Entries from a pointing dataset:
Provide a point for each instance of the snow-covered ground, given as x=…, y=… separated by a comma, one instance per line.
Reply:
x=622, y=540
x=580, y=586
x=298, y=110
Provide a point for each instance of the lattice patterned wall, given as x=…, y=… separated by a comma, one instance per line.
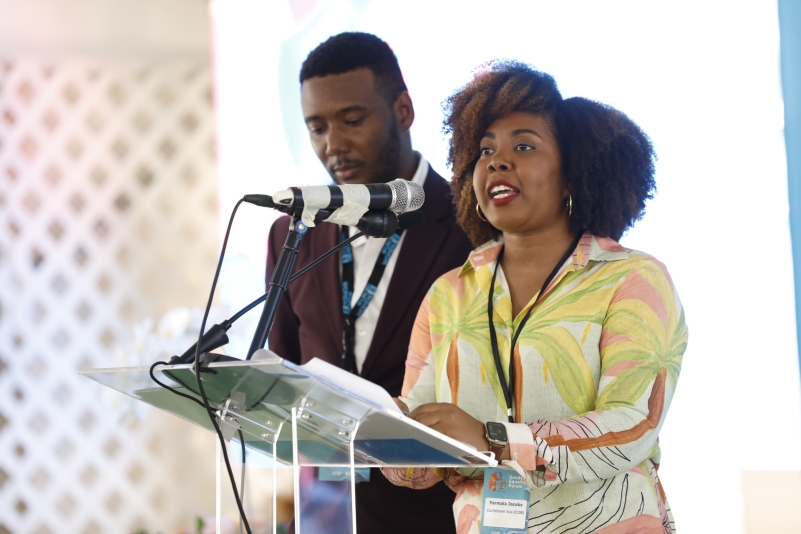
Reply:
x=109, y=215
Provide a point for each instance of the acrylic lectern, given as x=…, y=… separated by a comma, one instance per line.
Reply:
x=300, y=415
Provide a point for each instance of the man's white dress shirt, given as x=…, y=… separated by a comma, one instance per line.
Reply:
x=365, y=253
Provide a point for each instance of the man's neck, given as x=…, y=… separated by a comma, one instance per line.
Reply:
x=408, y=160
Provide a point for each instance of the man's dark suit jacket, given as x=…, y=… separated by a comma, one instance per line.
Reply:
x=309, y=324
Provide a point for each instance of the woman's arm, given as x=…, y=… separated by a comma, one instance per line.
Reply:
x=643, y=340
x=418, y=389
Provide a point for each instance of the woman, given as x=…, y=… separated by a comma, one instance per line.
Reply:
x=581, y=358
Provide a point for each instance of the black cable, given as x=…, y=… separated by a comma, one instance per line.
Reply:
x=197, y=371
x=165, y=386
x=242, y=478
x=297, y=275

• **Given exercise**
Reproduce all of the items above, swapping "Provide" for "Give" and changing nothing else. Leave the pictures out of your answer.

• **Solution to the problem**
Give a point for each instance of the snow-covered ground, given as x=…, y=… separated by a comma, one instance per line.
Reply:
x=622, y=540
x=580, y=586
x=298, y=110
Give a point for each instance of the lattice patterned wall, given as x=…, y=… separated by a comma, one instance per line.
Reply:
x=109, y=215
Give a point for each instance of the acrylic lectern, given as x=…, y=… separated by a comma, one instance per line.
Reply:
x=300, y=415
Give a point for each instance of the man's white dress shirt, given as x=…, y=… separated by a comma, one instance per line.
Reply:
x=365, y=253
Give a point for each instance of the man's neck, given as x=…, y=… separated by a comma, one instance per line.
Reply:
x=408, y=160
Give a point for each instance of the man's dark suit jacket, given as x=…, y=… separated by a comma, one instance per line.
Reply:
x=309, y=324
Give a point for each instance of the woman's arm, given as x=…, y=… separated by a comma, one instance per line.
Reply:
x=643, y=340
x=418, y=389
Give a point for each instance of the woman, given as x=…, y=… separated by a comma, one instance per line.
Reply:
x=581, y=358
Give a point for each instance of the black cable, given as x=…, y=… separated by a comma, one instance per line.
Reply:
x=197, y=371
x=165, y=386
x=242, y=478
x=297, y=275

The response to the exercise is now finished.